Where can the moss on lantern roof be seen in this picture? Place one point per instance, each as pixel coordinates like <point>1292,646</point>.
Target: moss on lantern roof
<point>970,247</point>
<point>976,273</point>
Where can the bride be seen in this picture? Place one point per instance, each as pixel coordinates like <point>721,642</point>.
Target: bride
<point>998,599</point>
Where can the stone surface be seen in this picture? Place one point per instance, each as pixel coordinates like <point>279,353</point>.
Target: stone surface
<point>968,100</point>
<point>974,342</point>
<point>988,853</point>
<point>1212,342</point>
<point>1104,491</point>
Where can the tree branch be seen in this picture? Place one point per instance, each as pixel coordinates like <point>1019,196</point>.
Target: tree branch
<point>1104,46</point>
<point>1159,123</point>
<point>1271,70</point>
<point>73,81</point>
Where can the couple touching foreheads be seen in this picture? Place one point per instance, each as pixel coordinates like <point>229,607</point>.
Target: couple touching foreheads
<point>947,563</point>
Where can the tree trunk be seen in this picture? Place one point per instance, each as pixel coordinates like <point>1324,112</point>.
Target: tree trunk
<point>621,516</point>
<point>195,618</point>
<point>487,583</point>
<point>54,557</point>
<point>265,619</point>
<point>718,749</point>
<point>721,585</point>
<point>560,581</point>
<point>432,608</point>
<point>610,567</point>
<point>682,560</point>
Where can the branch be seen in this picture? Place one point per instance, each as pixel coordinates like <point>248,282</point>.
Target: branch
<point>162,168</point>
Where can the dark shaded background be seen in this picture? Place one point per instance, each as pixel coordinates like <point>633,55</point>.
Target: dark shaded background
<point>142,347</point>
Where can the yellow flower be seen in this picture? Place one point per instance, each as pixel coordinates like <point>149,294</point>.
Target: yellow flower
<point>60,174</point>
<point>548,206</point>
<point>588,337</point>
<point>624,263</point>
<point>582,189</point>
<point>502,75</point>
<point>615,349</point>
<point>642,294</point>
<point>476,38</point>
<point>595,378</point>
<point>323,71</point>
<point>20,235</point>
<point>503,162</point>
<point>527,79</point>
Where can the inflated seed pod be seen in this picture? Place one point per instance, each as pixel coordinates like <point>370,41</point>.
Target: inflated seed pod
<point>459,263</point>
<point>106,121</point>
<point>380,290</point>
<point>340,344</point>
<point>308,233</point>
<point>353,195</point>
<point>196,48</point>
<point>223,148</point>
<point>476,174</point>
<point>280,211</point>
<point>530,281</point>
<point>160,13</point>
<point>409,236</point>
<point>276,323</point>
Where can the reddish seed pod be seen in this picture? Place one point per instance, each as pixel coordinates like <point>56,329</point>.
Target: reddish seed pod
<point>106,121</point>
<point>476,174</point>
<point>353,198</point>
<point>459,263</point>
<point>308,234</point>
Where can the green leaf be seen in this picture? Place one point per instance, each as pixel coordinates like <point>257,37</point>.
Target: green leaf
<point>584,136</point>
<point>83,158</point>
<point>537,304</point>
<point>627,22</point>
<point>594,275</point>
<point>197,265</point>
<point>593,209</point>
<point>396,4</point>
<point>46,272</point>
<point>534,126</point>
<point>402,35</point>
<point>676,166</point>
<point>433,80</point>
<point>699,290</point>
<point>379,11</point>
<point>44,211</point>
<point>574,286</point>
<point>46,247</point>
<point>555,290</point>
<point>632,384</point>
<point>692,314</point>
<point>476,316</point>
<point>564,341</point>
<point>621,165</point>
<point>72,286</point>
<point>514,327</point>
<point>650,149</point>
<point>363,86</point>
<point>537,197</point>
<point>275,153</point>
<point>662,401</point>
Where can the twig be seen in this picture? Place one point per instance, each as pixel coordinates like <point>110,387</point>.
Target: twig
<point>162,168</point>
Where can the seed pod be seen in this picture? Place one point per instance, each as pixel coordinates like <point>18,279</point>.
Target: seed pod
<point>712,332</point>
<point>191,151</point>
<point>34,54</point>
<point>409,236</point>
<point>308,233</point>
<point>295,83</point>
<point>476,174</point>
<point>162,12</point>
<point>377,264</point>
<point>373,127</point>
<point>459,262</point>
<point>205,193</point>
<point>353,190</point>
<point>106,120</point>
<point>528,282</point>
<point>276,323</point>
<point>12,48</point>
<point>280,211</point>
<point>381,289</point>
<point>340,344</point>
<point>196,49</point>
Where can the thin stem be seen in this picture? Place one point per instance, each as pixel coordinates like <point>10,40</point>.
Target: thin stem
^^^^^^^^
BRIEF -
Arrange every line of the records above as a Markdown table with two columns, Row for a running number and Entry for the line itself. Leave out any blank lines.

TASK SOLUTION -
| Row | Entry |
|---|---|
| 1 | Where can the moss on lantern roof be seen in this picture? Place one point per instance, each as pixel coordinates like <point>1292,646</point>. |
| 2 | Target: moss on lantern roof |
| 3 | <point>970,247</point> |
| 4 | <point>976,273</point> |
| 5 | Where can the bride be seen in this picture? Place one point per instance, each as pixel coordinates like <point>721,642</point>. |
| 6 | Target: bride |
| 7 | <point>998,599</point> |
| 8 | Where can the stone surface be seen in this picture? Place one point per instance, each as pixel coordinates like <point>279,353</point>. |
| 9 | Target: stone surface |
| 10 | <point>968,100</point> |
| 11 | <point>974,342</point> |
| 12 | <point>988,853</point> |
| 13 | <point>1212,342</point> |
| 14 | <point>1104,491</point> |
| 15 | Where can the tree branch be seen in this picture? Place one point per instance, each as pixel coordinates like <point>1019,196</point>. |
| 16 | Target: tree branch |
| 17 | <point>1104,46</point> |
| 18 | <point>1159,123</point> |
| 19 | <point>1271,70</point> |
| 20 | <point>73,81</point> |
| 21 | Where can the couple touching foreheads be seen in this picture? Place one point per instance, each as pixel coordinates like <point>229,607</point>. |
| 22 | Target: couple touching foreheads |
| 23 | <point>947,563</point> |
| 24 | Where can the tree trunk be seen in this picture? Place one point per instance, each as pixel coordinates like <point>1324,112</point>. |
| 25 | Target: tree trunk |
| 26 | <point>621,516</point> |
| 27 | <point>195,618</point> |
| 28 | <point>487,583</point> |
| 29 | <point>54,557</point> |
| 30 | <point>265,619</point> |
| 31 | <point>718,749</point> |
| 32 | <point>721,585</point> |
| 33 | <point>560,581</point> |
| 34 | <point>432,608</point> |
| 35 | <point>610,567</point> |
| 36 | <point>682,560</point> |
| 37 | Where can the branch be seen in this picture? Place one point per instance, each as pixel coordinates like <point>248,282</point>. |
| 38 | Target: branch |
| 39 | <point>162,168</point> |
| 40 | Where can the dark shaded background be seen in this picture? Place one point per instance, each as pixel coordinates like <point>633,55</point>. |
| 41 | Target: dark shaded background |
| 42 | <point>142,347</point> |
| 43 | Where can the yellow flower be seen in this picture? Place one point per instance, each as pixel coordinates like <point>149,294</point>. |
| 44 | Target: yellow flower |
| 45 | <point>60,174</point> |
| 46 | <point>548,206</point> |
| 47 | <point>588,337</point> |
| 48 | <point>624,263</point> |
| 49 | <point>582,189</point> |
| 50 | <point>502,75</point> |
| 51 | <point>615,349</point> |
| 52 | <point>642,294</point> |
| 53 | <point>476,38</point> |
| 54 | <point>595,378</point> |
| 55 | <point>323,71</point> |
| 56 | <point>20,235</point> |
| 57 | <point>503,162</point> |
| 58 | <point>527,79</point> |
| 59 | Where can the inflated seed pod be seen in this picture? Place one point per instance, each as pixel coordinates like <point>370,41</point>. |
| 60 | Target: inflated seed pod |
| 61 | <point>459,263</point> |
| 62 | <point>106,121</point> |
| 63 | <point>380,290</point> |
| 64 | <point>340,344</point> |
| 65 | <point>308,233</point> |
| 66 | <point>353,195</point> |
| 67 | <point>196,48</point> |
| 68 | <point>223,148</point> |
| 69 | <point>476,174</point> |
| 70 | <point>280,211</point> |
| 71 | <point>530,281</point> |
| 72 | <point>160,13</point> |
| 73 | <point>409,236</point> |
| 74 | <point>276,323</point> |
| 75 | Where can the reddish seed pod be seen in this picture? Place one point per instance, each as pixel coordinates like <point>56,329</point>. |
| 76 | Target: reddish seed pod |
| 77 | <point>106,121</point> |
| 78 | <point>476,174</point> |
| 79 | <point>353,198</point> |
| 80 | <point>459,263</point> |
| 81 | <point>308,234</point> |
| 82 | Where can the green leaf be seen in this picture? Place one point per instance, each as pixel coordinates like <point>257,37</point>. |
| 83 | Target: green leaf |
| 84 | <point>584,136</point> |
| 85 | <point>83,158</point> |
| 86 | <point>537,304</point> |
| 87 | <point>627,22</point> |
| 88 | <point>594,275</point> |
| 89 | <point>197,265</point> |
| 90 | <point>593,209</point> |
| 91 | <point>396,4</point> |
| 92 | <point>46,272</point> |
| 93 | <point>534,126</point> |
| 94 | <point>402,35</point> |
| 95 | <point>676,166</point> |
| 96 | <point>433,80</point> |
| 97 | <point>699,290</point> |
| 98 | <point>379,11</point> |
| 99 | <point>44,211</point> |
| 100 | <point>574,286</point> |
| 101 | <point>46,247</point> |
| 102 | <point>555,290</point> |
| 103 | <point>632,384</point> |
| 104 | <point>692,314</point> |
| 105 | <point>476,316</point> |
| 106 | <point>564,341</point> |
| 107 | <point>621,165</point> |
| 108 | <point>72,286</point> |
| 109 | <point>514,327</point> |
| 110 | <point>650,149</point> |
| 111 | <point>363,86</point> |
| 112 | <point>537,197</point> |
| 113 | <point>275,153</point> |
| 114 | <point>662,401</point> |
| 115 | Where can the twig be seen in this picture? Place one point per instance, each as pixel coordinates like <point>110,387</point>. |
| 116 | Target: twig |
| 117 | <point>162,168</point> |
| 118 | Where can the seed pod be seen in this picture? Place one point per instance, each as pixel coordinates like <point>18,279</point>. |
| 119 | Target: seed pod |
| 120 | <point>712,332</point> |
| 121 | <point>191,151</point> |
| 122 | <point>34,54</point> |
| 123 | <point>409,236</point> |
| 124 | <point>308,233</point> |
| 125 | <point>295,83</point> |
| 126 | <point>476,174</point> |
| 127 | <point>162,12</point> |
| 128 | <point>377,264</point> |
| 129 | <point>373,127</point> |
| 130 | <point>459,262</point> |
| 131 | <point>205,193</point> |
| 132 | <point>353,190</point> |
| 133 | <point>106,120</point> |
| 134 | <point>528,282</point> |
| 135 | <point>276,323</point> |
| 136 | <point>12,48</point> |
| 137 | <point>280,211</point> |
| 138 | <point>381,289</point> |
| 139 | <point>340,344</point> |
| 140 | <point>196,49</point> |
| 141 | Where can the thin stem be seen in this picture? Place one point per instance, each as pixel coordinates like <point>10,40</point>. |
| 142 | Target: thin stem |